State v. Andrew L. Jackson, 2015 WI App 45; case activity (including briefs)

The standard established under State v. Klessig, 211 Wis. 2d 194, 564 N.W.2d 716 (1997), for determining a defendant’s competency to represent himself does not violate Indiana v. Edwards, 554 U.S. 164 (2008), the court of appeals holds. The court also affirms the circuit court’s conclusions that Jackson didn’t validly waive his right to counsel and wasn’t competent to represent himself.

When a defendant wants to represent himself or herself, “the [trial] court must ensure that the defendant (1) has knowingly, intelligently, and voluntarily waived the right to counsel, and (2) is competent to proceed pro se.” State v. Imani, 2010 WI 66, ¶21, 326 Wis. 2d 179, 786 N.W.2d 40. To ensure the waiver of counsel is knowing, intelligent, and voluntary, Klessig requires the trial court to conduct a colloquy designed to establish that the defendant: made a deliberate choice to proceed without counsel; was aware of the difficulties and disadvantages of self-representation; was aware of the seriousness of the charge or charges against him; and was aware of the general range of penalties that could have been imposed on him. 211 Wis. 2d at 206. As to competency, “[w]hether a defendant is competent to proceed pro se is ‘uniquely a question for the trial court to determine,’” Imani, 326 Wis. 2d 179, ¶37 (quoted source omitted), and a trial court’s determination that a defendant is not competent to proceed pro se “will be upheld unless totally unsupported by the facts,” Pickens v. State, 96 Wis. 2d 549, 569-70, 292 N.W.2d 601 (1980), overruled in part by Klessig, 211 Wis. 2d at 206.

---+---

Short problem: Reproduce verbatim the stretch of the case summary from "The standard established" through "to represent himself.". The listing that follows is not required for any of this work.

Data extract:

---+---

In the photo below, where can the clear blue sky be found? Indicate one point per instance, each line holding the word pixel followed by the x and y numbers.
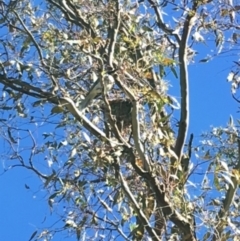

---+---

Response to this task:
The standard established under State v. Klessig, 211 Wis. 2d 194, 564 N.W.2d 716 (1997), for determining a defendant’s competency to represent himself does not violate Indiana v. Edwards, 554 U.S. 164 (2008), the court of appeals holds. The court also affirms the circuit court’s conclusions that Jackson didn’t validly waive his right to counsel and wasn’t competent to represent himself.